(Dataset entries)

BEGIN

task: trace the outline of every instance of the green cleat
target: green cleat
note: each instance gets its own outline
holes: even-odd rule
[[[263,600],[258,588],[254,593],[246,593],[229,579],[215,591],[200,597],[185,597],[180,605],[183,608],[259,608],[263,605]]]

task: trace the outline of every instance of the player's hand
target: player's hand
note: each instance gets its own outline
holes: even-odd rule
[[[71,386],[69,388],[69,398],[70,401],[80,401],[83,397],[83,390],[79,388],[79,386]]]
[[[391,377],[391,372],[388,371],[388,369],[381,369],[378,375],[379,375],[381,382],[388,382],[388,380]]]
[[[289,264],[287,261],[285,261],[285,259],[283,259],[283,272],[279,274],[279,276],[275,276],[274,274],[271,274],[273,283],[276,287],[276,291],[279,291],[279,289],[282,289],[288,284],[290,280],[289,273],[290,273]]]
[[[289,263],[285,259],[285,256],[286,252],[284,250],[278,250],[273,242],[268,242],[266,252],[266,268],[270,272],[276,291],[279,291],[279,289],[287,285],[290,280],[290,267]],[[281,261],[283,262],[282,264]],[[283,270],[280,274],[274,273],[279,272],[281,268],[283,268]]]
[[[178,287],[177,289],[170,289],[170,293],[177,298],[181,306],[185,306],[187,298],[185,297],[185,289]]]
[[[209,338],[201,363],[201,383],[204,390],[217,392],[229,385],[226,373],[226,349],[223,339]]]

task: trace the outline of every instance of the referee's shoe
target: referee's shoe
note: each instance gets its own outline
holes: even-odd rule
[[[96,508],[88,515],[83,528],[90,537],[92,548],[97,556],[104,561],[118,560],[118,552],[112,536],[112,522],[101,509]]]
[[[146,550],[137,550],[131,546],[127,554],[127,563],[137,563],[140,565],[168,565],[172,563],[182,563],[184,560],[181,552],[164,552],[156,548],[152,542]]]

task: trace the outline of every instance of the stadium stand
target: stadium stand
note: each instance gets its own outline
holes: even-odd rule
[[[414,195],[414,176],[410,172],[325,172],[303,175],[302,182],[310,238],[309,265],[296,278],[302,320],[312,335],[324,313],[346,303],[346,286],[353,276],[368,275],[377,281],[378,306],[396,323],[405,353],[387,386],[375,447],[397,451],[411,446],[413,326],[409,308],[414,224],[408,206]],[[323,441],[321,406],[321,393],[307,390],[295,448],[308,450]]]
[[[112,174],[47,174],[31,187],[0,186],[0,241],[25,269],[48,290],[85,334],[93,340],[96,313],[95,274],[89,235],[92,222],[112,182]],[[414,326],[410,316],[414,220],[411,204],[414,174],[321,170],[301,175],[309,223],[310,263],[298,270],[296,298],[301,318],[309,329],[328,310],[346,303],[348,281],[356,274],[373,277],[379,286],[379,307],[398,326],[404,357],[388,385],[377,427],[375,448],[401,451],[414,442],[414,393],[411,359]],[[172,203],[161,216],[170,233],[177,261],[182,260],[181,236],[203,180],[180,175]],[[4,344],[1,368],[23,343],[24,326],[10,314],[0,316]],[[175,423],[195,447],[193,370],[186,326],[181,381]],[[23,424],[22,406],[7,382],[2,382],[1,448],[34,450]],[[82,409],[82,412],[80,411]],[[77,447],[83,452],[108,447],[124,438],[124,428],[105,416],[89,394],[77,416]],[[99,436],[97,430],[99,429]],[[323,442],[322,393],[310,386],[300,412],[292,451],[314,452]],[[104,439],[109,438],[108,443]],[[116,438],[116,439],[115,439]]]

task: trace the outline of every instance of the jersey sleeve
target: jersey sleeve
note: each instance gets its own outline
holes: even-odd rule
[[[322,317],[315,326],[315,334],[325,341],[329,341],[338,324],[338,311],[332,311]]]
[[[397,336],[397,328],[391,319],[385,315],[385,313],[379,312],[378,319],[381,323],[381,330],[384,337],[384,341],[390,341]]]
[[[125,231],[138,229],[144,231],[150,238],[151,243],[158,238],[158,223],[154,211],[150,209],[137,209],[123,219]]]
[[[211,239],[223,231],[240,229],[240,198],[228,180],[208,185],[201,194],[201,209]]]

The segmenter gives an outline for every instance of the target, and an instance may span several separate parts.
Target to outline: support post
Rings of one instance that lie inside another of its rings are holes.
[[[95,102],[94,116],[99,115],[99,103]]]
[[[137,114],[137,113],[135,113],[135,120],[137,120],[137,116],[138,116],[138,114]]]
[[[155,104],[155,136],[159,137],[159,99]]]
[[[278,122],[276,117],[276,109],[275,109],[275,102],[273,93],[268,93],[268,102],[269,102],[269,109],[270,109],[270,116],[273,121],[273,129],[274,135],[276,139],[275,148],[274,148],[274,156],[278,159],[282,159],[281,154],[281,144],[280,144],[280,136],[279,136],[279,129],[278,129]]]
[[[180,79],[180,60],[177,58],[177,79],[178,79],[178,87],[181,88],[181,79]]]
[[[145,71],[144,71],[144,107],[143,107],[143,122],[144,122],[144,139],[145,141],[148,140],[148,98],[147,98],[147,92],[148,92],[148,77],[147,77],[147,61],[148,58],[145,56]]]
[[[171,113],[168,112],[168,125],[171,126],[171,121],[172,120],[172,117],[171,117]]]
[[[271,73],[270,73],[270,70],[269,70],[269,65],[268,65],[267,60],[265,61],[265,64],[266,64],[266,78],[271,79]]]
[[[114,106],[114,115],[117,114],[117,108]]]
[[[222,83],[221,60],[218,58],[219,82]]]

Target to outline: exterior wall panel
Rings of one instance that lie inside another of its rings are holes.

END

* [Your task] All of the data above needs to be set down again exactly. Include every line.

* [Solution]
task: trace the outline of every instance of the green cleat
target: green cleat
note: each instance gets its own outline
holes: even-odd rule
[[[263,600],[258,588],[254,593],[246,593],[229,579],[215,591],[200,597],[185,597],[180,605],[183,608],[259,608],[263,605]]]

task: trace the outline of every instance of the player's hand
target: player's hand
note: each instance gets its own outline
holes: even-odd rule
[[[71,386],[69,388],[69,398],[70,401],[80,401],[83,397],[83,390],[79,388],[79,386]]]
[[[391,377],[391,372],[388,371],[388,369],[381,369],[378,375],[379,375],[381,382],[388,382],[388,380]]]
[[[289,264],[287,261],[285,261],[285,259],[283,259],[283,272],[279,274],[279,276],[275,276],[274,274],[271,274],[273,283],[276,287],[276,291],[279,291],[279,289],[282,289],[288,284],[290,280],[289,273],[290,273]]]
[[[289,263],[285,259],[285,256],[286,252],[284,250],[278,250],[273,242],[268,242],[266,252],[266,268],[270,272],[276,291],[279,291],[279,289],[287,285],[290,280],[290,267]],[[281,261],[283,262],[282,264]],[[283,270],[280,274],[274,273],[279,272],[281,268],[283,268]]]
[[[178,287],[177,289],[170,289],[170,293],[177,298],[181,306],[185,306],[187,298],[185,297],[185,289]]]
[[[209,338],[201,363],[201,383],[204,390],[217,392],[229,385],[226,373],[226,349],[223,339]]]

task: trace the outline of every instance of the referee's shoe
target: referee's shoe
note: each instance gets its own outline
holes: even-odd rule
[[[96,508],[88,515],[83,528],[90,537],[92,548],[97,556],[104,561],[118,560],[118,552],[112,536],[112,522],[101,509]]]
[[[146,550],[137,550],[131,546],[127,554],[127,563],[137,563],[140,565],[168,565],[172,563],[182,563],[184,560],[181,552],[164,552],[156,548],[152,542]]]

task: trace the outline of every instance of the stadium stand
target: stadium stand
note: each instance gets its own outline
holes: even-odd rule
[[[414,195],[414,176],[410,172],[325,172],[303,175],[302,182],[310,238],[309,265],[296,278],[302,320],[312,335],[324,313],[346,303],[346,286],[353,276],[368,275],[377,281],[378,306],[396,323],[405,353],[387,386],[375,447],[397,451],[411,446],[413,326],[409,308],[414,224],[408,206]],[[323,441],[321,406],[321,393],[307,390],[295,448],[308,450]]]
[[[112,174],[47,174],[31,187],[0,186],[0,241],[25,269],[48,290],[85,334],[93,340],[96,313],[95,274],[89,235],[92,222],[112,182]],[[414,326],[410,316],[414,220],[411,204],[414,174],[321,170],[301,175],[309,223],[310,263],[298,270],[296,298],[301,318],[309,329],[328,310],[346,303],[348,281],[356,274],[373,277],[379,286],[379,307],[398,326],[404,357],[388,385],[377,427],[375,448],[401,451],[414,442],[414,393],[411,359]],[[172,203],[161,216],[170,233],[177,261],[182,260],[181,236],[203,180],[180,175]],[[4,344],[1,368],[23,343],[24,326],[10,314],[0,316]],[[175,423],[195,447],[193,370],[186,326],[181,381]],[[23,424],[22,406],[7,382],[2,382],[1,448],[34,450]],[[82,409],[82,412],[80,411]],[[77,447],[83,452],[108,447],[124,438],[124,428],[105,416],[89,394],[77,416]],[[99,436],[97,430],[99,429]],[[323,442],[322,393],[310,386],[300,412],[292,451],[314,452]],[[104,439],[109,438],[108,443]],[[116,438],[116,439],[115,439]]]

task: trace the outline of every instance of the jersey sleeve
target: jersey sleeve
note: each instance gets its own outline
holes: even-odd rule
[[[322,317],[315,326],[315,334],[325,341],[329,341],[338,324],[338,311],[332,311]]]
[[[397,336],[397,328],[391,319],[385,315],[385,313],[379,312],[378,319],[381,323],[381,330],[384,337],[384,341],[390,341]]]
[[[125,231],[138,229],[144,231],[150,238],[151,243],[158,238],[158,223],[154,211],[150,209],[137,209],[123,219]]]
[[[211,239],[223,231],[240,229],[240,198],[228,180],[208,185],[201,194],[201,209]]]

The segmenter gives an outline for every instance of the target, and an instance may span several separate parts.
Target to outline: support post
Rings of one instance that lie inside another of its rings are holes.
[[[95,102],[94,116],[99,115],[99,103]]]
[[[137,114],[137,113],[135,113],[135,120],[137,120],[137,116],[138,116],[138,114]]]
[[[155,104],[155,136],[159,137],[159,99]]]
[[[278,122],[276,117],[276,109],[275,109],[275,102],[273,93],[268,93],[268,102],[269,102],[269,109],[270,109],[270,116],[273,121],[273,129],[274,135],[276,139],[275,148],[274,148],[274,156],[278,159],[282,159],[281,154],[281,144],[280,144],[280,136],[279,136],[279,129],[278,129]]]
[[[180,79],[180,60],[177,58],[177,79],[178,79],[178,87],[181,88],[181,79]]]
[[[145,71],[144,71],[144,107],[143,107],[143,122],[144,122],[144,139],[145,141],[148,140],[148,98],[147,98],[147,92],[148,92],[148,77],[147,77],[147,61],[148,58],[145,56]]]
[[[171,113],[168,112],[168,125],[171,126],[171,121],[172,120],[172,117],[171,117]]]
[[[271,73],[270,73],[270,70],[269,70],[269,65],[268,65],[267,60],[265,61],[265,64],[266,64],[266,78],[271,79]]]
[[[114,106],[114,115],[117,114],[117,108]]]
[[[222,83],[221,60],[218,58],[219,82]]]

Target to outline: exterior wall panel
Rings of one instance that lie inside another of its rings are holes.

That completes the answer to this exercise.